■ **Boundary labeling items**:

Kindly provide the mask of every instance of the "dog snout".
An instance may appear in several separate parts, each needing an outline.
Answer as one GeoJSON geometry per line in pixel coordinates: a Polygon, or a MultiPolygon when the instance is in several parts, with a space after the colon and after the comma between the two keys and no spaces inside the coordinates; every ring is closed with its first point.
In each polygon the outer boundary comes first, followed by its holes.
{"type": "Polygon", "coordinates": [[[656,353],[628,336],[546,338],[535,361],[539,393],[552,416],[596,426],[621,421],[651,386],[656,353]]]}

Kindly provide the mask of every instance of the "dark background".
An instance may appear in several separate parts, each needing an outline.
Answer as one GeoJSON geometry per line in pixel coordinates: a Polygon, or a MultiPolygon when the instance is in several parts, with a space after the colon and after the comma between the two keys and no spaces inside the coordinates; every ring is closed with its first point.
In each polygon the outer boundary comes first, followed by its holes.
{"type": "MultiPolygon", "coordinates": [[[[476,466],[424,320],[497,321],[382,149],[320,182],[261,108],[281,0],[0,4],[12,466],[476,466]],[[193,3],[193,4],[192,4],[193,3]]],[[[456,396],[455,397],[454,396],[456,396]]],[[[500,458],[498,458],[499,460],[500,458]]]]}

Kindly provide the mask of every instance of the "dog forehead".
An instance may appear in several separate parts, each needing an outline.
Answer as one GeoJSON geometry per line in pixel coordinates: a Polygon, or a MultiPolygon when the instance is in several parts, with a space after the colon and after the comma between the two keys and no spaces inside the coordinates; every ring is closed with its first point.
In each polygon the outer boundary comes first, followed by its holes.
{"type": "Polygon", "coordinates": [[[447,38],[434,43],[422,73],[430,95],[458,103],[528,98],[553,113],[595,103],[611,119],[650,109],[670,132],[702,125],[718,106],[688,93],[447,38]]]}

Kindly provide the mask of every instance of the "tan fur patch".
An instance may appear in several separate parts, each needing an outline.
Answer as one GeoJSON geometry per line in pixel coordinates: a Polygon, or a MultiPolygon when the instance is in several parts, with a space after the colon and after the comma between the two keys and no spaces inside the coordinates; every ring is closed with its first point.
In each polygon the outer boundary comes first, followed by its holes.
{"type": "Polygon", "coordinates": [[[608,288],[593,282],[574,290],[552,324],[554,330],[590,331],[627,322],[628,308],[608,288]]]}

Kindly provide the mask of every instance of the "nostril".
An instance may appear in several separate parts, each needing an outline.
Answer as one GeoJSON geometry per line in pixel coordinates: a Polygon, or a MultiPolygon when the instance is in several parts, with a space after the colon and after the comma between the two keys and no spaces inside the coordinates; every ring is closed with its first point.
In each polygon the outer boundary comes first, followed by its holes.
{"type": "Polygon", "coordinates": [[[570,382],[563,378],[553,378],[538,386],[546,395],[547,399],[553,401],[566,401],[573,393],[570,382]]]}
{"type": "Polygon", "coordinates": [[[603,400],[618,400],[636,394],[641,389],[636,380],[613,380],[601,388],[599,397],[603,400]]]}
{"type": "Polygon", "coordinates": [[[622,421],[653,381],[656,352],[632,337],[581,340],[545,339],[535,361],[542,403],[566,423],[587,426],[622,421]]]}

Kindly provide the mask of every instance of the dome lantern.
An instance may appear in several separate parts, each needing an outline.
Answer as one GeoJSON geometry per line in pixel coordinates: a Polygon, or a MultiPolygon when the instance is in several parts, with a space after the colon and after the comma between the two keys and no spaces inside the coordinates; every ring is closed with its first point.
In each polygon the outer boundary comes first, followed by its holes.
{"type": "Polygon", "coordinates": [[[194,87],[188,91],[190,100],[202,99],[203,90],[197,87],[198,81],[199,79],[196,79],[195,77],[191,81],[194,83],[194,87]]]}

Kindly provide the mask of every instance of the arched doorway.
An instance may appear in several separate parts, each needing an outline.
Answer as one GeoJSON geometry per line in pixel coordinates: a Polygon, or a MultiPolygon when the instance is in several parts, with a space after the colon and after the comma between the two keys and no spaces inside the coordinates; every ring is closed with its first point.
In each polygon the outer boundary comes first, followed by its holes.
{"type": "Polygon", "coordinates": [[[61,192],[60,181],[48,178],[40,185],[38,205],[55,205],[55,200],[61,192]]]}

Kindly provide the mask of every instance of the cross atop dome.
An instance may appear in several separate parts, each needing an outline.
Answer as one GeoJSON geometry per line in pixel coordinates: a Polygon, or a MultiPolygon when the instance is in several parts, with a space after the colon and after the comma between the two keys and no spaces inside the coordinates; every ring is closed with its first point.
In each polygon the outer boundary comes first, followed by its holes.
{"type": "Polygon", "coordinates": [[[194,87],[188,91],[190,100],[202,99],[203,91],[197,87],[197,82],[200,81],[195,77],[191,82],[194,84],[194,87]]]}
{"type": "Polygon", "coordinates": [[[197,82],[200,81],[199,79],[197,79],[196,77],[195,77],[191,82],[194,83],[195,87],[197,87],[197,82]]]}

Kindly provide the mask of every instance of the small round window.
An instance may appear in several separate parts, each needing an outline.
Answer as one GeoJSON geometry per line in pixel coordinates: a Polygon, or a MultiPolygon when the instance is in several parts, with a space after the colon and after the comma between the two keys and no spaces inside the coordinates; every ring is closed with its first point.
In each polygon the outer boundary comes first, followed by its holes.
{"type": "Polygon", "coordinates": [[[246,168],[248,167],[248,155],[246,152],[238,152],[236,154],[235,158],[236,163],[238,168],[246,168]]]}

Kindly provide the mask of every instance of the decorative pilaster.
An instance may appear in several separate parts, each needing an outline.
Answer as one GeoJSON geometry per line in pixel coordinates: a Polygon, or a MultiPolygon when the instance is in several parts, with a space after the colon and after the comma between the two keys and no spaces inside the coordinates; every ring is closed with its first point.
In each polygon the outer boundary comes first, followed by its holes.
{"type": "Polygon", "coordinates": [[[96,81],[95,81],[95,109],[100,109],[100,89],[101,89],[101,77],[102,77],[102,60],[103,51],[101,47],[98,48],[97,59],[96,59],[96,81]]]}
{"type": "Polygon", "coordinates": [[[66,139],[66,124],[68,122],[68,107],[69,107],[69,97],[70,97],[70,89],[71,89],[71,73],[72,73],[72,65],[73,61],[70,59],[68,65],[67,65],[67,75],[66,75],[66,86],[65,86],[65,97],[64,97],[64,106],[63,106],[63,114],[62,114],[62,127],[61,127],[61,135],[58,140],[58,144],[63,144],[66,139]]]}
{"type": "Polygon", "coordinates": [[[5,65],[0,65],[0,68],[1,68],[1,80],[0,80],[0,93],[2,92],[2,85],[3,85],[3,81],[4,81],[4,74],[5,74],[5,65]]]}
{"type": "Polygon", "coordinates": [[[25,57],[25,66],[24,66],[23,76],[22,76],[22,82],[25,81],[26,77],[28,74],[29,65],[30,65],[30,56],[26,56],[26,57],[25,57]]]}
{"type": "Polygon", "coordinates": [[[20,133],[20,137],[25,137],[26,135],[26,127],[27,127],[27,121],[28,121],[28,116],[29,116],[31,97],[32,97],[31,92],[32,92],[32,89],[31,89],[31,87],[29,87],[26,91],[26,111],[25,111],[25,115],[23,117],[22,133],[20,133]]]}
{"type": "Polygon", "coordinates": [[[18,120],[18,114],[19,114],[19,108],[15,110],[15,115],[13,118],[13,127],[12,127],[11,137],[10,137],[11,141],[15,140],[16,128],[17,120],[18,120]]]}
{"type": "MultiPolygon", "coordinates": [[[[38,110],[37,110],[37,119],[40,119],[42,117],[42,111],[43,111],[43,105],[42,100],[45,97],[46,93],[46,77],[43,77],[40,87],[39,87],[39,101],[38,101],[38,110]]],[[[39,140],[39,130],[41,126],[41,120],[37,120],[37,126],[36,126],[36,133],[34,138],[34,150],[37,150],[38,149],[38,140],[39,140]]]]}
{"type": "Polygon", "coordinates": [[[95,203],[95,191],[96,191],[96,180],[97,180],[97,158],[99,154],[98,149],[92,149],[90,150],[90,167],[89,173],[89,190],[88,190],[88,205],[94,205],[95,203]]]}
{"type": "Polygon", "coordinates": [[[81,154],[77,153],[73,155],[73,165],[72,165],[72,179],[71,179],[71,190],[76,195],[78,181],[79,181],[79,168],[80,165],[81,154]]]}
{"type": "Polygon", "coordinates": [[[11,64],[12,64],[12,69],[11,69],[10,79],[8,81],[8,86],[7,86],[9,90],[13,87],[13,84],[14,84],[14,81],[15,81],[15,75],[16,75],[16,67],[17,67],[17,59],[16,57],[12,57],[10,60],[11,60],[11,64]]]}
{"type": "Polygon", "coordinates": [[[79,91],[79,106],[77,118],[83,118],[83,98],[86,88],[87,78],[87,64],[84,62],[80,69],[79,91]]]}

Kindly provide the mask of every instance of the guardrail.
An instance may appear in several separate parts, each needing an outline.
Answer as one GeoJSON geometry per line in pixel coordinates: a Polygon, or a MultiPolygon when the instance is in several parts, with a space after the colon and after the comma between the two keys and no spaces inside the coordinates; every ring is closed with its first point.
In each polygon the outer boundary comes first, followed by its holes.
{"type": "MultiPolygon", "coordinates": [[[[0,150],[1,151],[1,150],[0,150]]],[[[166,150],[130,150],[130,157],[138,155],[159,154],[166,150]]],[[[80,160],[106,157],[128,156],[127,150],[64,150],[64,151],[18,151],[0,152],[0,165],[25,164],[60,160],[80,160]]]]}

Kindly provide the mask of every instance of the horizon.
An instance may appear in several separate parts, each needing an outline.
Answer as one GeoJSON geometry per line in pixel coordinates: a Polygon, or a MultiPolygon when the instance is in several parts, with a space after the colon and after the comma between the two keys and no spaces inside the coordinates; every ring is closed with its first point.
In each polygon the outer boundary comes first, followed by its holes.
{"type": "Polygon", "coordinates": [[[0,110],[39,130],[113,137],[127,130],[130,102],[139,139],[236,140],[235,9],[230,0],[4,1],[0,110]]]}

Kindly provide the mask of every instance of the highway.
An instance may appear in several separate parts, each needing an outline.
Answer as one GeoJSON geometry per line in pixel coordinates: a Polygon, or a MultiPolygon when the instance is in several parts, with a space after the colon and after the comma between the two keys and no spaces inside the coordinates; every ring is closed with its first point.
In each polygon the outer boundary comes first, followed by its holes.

■ **Exercise directions**:
Convert everything from the line containing "Kindly provide the mask of every instance of the horizon." down to the end of the items into a numbered list, leaving out any blank lines.

■ **Task result**:
1. Kindly provide the mask of every instance of the horizon.
2. An instance may appear in several separate parts, each needing an outline.
3. Answer as one GeoJSON geometry per line in pixel coordinates: a Polygon, or a MultiPolygon when the instance is in several parts, with a space after the colon and after the comma between the two keys and no spaces inside the coordinates; every ring is closed with its first point.
4. In each polygon the outer boundary comes first, followed by its holes.
5. {"type": "Polygon", "coordinates": [[[0,110],[39,130],[113,137],[127,130],[130,102],[139,139],[236,140],[235,9],[230,0],[4,1],[0,110]]]}
6. Kindly provide the mask of every instance of the highway.
7. An instance may appear in several separate parts, each needing an outline.
8. Answer as one GeoJSON geometry per line in pixel coordinates: a Polygon, or a MultiPolygon when the instance is in several parts, with a space after the colon and after the comma between the two keys and no spaces inside the coordinates; every ring is closed with its first point.
9. In each polygon the outer boundary comes first, followed by its holes.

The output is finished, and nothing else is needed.